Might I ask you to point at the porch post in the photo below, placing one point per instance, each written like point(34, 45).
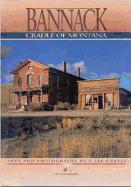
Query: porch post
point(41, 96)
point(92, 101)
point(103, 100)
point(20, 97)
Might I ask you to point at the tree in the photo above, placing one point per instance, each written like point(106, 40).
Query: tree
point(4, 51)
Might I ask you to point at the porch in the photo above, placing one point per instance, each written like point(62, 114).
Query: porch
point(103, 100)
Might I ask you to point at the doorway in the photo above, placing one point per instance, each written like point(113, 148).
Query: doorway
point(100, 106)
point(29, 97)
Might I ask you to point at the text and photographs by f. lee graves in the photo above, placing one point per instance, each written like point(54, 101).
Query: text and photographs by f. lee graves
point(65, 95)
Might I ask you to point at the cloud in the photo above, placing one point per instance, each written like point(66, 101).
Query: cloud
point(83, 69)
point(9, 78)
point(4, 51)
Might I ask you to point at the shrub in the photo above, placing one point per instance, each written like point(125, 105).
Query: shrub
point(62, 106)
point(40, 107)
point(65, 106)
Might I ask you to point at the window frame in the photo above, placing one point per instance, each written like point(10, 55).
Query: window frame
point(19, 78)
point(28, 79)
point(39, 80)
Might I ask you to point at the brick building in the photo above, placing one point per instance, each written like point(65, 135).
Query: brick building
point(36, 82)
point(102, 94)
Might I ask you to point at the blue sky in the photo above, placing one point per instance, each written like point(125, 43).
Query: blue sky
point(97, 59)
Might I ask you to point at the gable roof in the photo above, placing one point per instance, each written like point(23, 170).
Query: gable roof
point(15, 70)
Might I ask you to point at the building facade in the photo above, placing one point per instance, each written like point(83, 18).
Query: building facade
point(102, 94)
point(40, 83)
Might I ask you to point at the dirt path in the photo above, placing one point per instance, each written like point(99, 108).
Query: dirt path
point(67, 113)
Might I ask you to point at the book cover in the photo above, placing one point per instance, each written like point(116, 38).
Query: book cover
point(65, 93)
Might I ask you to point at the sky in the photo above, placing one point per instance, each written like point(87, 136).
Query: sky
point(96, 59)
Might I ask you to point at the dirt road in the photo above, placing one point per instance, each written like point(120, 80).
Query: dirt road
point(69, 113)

= = = = =

TASK DIRECTIONS: Please return exactly the lines that run from the line with "Query: building facade" through the end of the records above, both included, and nothing more.

EXERCISE OUTPUT:
Query: building facade
point(102, 94)
point(40, 83)
Might I ask you to point at the dirt path in the photo above, placing one point per instance, each written like point(99, 108).
Query: dirt path
point(67, 113)
Might I ask you to point at the book cover in the photo above, placing one point per instance, each written like point(116, 38).
Query: book cover
point(65, 93)
Might I ask you to point at the sky in the photo above, placing one point per instance, each written like point(87, 136).
Query: sky
point(96, 59)
Might I ask you to point at the dirt road in the photo above, placing one point per instance, each written like point(120, 80).
Query: dirt road
point(69, 113)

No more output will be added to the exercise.